Friday, May 12, 2017 by Caleb Pritchard

Top local transportation planners on Tuesday tapped the brakes on an activist-crafted effort aimed at increasing transit use.

At the monthly Urban Transportation Commission meeting, Transportation Director Rob Spillar, Corridor Program Implementation Office Director Mike Trimble and Capital Metropolitan Transportation Authority Long Range Planning Director Javier Arguello each indicated that any talk of planning for new transit-dedicated lanes will happen later rather than sooner.

Before the commission was a resolution that would have called on City Council to order staff to take a fresh look at existing corridor plans and prepare a new report on transit priority options. Crafted by transit activist Susan Pantell, the measure was sponsored and cosponsored respectively by commissioners J.D. Gins and Mario Champion.

“Before we go ahead and do design-and-build for these corridors and start pouring concrete and spending money, we should really seriously look at transit priority measures, in particular transit lanes,” Pantell told the commissioners.

Of the seven completed corridor studies that were included in November’s $720 million mobility bond, only three envision transit priority lanes, and each of those to different degrees. The Guadalupe Street plan would convert outside car lanes to bus lanes. Meanwhile, long-term plans for East Riverside Drive and Burnet Road (north of U.S. Highway 183) call for center-running transit lanes.

While the Guadalupe Street plan is still technically under development, the latter two were published in 2013 after years of public input and development.

“There’s a lot of change that’s happened, in the growth of the city and who lives here, and in priorities and what the citizens want,” Pantell argued.

Last year, Council directed staff to develop a comprehensive transit priority policy to guide the deployment of treatments such as bus lanes, queue jump signals, transit signal priority and bus stop placement. Council then voted last month to allow that policy planning initiative to be folded into the larger effort to develop the Austin Strategic Mobility Plan, a sweeping road map for long-term city transportation decisions that is expected to be delivered to Council next spring.

**Stored rows**:
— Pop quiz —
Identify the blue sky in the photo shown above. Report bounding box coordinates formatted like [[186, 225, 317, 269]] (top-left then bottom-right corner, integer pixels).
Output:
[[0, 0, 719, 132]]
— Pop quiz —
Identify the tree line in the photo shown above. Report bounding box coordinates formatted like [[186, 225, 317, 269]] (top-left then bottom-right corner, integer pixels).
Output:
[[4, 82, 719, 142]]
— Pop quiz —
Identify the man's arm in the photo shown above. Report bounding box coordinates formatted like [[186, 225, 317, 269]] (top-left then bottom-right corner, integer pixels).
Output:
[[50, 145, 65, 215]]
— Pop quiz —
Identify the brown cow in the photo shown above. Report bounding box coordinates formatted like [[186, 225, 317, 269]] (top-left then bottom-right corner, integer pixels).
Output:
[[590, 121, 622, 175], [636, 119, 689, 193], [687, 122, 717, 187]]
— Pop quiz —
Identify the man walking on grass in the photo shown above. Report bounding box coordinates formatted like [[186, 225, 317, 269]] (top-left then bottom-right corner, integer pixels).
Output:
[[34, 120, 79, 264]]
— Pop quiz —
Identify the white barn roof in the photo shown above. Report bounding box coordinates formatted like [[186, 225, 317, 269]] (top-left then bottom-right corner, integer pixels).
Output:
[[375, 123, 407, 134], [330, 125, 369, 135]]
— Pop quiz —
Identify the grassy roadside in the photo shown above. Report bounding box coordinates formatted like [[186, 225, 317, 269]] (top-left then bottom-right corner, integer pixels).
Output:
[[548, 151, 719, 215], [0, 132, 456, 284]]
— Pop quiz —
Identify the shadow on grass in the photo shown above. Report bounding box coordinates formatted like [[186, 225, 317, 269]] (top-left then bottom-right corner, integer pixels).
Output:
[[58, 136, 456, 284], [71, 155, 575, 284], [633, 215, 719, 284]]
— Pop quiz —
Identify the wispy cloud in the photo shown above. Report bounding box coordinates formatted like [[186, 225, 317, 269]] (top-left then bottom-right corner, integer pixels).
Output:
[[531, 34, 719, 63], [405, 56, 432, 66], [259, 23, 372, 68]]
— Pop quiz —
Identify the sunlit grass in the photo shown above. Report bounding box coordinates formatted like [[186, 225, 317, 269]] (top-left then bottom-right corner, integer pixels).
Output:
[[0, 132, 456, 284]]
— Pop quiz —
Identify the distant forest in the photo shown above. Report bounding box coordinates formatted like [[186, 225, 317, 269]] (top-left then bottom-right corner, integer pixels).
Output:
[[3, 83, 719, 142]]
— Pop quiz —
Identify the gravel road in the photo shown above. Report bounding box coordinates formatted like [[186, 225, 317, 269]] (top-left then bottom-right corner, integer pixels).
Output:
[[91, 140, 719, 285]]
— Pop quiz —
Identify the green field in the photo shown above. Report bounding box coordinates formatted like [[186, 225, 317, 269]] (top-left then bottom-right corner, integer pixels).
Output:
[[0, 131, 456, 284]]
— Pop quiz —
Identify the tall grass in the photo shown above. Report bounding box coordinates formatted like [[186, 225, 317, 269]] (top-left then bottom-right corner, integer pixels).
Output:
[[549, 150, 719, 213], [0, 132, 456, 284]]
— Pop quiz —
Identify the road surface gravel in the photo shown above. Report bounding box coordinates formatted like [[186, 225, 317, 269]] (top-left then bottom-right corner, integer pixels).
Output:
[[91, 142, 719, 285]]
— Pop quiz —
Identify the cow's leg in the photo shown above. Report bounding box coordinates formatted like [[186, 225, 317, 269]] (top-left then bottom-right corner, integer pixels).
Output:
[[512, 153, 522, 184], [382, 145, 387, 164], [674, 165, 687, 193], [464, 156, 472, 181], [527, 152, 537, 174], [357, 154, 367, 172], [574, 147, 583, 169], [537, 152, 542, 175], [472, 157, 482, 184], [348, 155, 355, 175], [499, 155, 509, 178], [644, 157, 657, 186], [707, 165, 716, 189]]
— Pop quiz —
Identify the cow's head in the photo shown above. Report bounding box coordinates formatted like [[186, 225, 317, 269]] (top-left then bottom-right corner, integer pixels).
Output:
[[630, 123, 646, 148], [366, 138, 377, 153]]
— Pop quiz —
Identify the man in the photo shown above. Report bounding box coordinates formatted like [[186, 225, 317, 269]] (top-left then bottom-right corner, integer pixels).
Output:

**Set task 1**: According to the transit article, how many of the seven completed corridor studies in the mobility bond envision transit priority lanes?
**Set task 2**: Please write out the transit article from "Friday, May 12, 2017" up to and including "rather than sooner.".
The lines are separate material, unrelated to the transit article.

**Expected answer 1**: Three of them.

**Expected answer 2**:
Friday, May 12, 2017 by Caleb Pritchard

Top local transportation planners on Tuesday tapped the brakes on an activist-crafted effort aimed at increasing transit use.

At the monthly Urban Transportation Commission meeting, Transportation Director Rob Spillar, Corridor Program Implementation Office Director Mike Trimble and Capital Metropolitan Transportation Authority Long Range Planning Director Javier Arguello each indicated that any talk of planning for new transit-dedicated lanes will happen later rather than sooner.